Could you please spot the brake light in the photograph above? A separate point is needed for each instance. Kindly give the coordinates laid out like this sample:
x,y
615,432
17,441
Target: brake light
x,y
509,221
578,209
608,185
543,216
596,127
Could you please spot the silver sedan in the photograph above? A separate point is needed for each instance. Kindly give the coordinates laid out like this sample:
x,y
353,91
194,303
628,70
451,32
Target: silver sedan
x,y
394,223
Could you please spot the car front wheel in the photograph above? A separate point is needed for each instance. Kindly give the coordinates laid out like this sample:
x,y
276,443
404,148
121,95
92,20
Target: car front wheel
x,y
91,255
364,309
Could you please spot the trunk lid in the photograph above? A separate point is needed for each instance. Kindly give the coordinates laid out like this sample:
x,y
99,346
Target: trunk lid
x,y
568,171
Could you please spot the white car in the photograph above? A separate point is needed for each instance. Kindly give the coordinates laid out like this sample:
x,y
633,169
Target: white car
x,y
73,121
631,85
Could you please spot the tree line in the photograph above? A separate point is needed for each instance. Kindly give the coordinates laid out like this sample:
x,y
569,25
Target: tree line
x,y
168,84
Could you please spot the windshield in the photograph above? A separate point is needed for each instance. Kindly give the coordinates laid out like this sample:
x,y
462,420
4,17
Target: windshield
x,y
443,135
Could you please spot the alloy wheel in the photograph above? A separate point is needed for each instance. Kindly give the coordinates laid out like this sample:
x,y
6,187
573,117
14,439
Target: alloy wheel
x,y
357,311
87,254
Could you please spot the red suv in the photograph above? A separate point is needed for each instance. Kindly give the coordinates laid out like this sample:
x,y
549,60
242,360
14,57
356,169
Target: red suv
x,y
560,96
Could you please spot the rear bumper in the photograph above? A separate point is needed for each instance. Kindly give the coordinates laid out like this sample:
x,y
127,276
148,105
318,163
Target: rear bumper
★ ★ ★ ★
Aim of the task: Look for the string "needed" in the records, and copy every line where it is found.

Solution for this problem:
Could you please spot the brake light in the photograph above? A separate point is needed for each instance. Kindly give the coordinates laid out like this sample:
Could you please spot the silver sedan in the photograph above? A separate point is needed for each instance. Kindly give the coordinates laid out like this sample:
Could you please spot the car front wheel in the photograph above? A separate point is needed for each instance. Kindly give the coordinates laid out like this sample:
Could you please spot the trunk lid in the photograph above? A separate point is needed for each instance. Kindly give the coordinates laid out like this sample:
Could you please spot the white car in the photograph above? A separate point is needed for each instance. Kindly give the coordinates laid out like this sample:
Could you please spot the tree line in the photograph above? A separate point is needed for each instance. Kindly give the coordinates laid out like this sample:
Could you please spot the windshield in the photograph above? A separate point is needed for each instance. Kindly give the coordinates laid out like this sample:
Could you please spot the alloy wheel in the photograph above? A separate point is needed for each instance. Kindly give the coordinates laid out like this sample:
Could you please spot the red suv in the photograph above? A separate point is needed for each instance. Kindly give the coordinates laid out like this sample:
Could you please spot the rear bumper in the photograph above? A separate point is needed for each instance. Kindly give the coordinates laid out like this sample:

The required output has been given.